▸ INSTRUCTIONS TO FOLLOW
Rewrite the data from the line containing "Indicate one point per instance of the short" through the end of the data, inclusive, substituting "steel railing" for "metal railing" and leaving everything else unchanged.

▸ Entries from a pointing dataset
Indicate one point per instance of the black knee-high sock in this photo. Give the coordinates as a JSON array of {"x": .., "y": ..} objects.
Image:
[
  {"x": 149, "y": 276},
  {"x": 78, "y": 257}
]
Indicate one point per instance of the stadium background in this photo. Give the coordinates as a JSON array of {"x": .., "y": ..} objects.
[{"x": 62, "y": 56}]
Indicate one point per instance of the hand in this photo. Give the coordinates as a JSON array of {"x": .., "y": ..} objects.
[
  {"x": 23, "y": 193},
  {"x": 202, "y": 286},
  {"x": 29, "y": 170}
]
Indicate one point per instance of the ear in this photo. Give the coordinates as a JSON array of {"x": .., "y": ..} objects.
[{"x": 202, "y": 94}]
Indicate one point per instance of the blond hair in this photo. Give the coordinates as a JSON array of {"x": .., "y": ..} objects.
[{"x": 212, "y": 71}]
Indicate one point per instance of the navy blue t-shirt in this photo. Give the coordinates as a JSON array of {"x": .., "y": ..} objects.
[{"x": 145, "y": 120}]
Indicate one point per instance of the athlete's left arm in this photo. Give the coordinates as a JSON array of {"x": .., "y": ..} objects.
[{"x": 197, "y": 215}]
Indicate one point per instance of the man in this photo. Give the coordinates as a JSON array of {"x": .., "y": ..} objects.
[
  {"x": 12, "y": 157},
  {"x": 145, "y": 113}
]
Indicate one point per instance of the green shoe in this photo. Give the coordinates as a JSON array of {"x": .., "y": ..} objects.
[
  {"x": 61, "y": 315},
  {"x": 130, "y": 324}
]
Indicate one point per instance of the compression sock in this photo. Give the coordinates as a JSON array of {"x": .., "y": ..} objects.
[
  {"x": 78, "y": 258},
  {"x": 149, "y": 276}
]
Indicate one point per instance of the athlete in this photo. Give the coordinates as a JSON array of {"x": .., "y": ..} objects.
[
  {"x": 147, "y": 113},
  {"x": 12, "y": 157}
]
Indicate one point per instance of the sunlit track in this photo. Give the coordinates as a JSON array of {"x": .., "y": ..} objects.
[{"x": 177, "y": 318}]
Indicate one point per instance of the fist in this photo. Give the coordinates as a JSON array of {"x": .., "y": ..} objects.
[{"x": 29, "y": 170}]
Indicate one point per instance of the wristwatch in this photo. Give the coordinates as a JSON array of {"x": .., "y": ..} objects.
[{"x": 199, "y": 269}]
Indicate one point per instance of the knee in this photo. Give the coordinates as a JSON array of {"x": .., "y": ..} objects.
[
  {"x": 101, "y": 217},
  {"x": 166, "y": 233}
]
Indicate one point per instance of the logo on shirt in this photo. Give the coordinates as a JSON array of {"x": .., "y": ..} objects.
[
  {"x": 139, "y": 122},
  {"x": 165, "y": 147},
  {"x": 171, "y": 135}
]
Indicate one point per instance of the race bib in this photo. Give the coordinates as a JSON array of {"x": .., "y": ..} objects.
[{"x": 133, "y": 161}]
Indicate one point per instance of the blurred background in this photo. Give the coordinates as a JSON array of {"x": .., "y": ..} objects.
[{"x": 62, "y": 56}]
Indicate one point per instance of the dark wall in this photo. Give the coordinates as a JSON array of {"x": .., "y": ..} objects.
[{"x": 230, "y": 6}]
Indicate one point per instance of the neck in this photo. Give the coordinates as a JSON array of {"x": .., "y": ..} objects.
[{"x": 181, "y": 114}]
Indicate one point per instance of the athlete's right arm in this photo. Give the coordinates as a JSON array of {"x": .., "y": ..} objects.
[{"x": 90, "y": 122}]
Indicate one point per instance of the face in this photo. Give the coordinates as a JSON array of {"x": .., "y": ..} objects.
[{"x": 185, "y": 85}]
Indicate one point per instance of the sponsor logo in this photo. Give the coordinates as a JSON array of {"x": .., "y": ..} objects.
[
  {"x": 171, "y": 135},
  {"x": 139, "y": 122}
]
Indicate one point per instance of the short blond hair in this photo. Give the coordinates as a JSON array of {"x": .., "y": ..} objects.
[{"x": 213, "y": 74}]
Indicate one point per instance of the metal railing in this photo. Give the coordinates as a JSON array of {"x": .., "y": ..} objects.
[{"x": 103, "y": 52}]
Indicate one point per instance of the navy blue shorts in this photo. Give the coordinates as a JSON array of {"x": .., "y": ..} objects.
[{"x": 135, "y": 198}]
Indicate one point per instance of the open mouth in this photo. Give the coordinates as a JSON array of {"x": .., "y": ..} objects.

▸ TASK RESULT
Indicate one point per instance of the short blond hair in this photo. Give the coordinates as a JSON array of {"x": .., "y": ..} objects.
[{"x": 213, "y": 74}]
Indicate one point per instance of the steel railing in this photo. Give the coordinates as a JSON array of {"x": .., "y": ..} objects.
[{"x": 103, "y": 52}]
Indicate one point per instance of the navy blue shorts in this photo. Give the coordinates as a JSON array of {"x": .., "y": ..} objects.
[{"x": 135, "y": 198}]
Indicate one point per instance of the open mouth in this photo. Give the coordinates as a JSON array of {"x": .., "y": ..} objects.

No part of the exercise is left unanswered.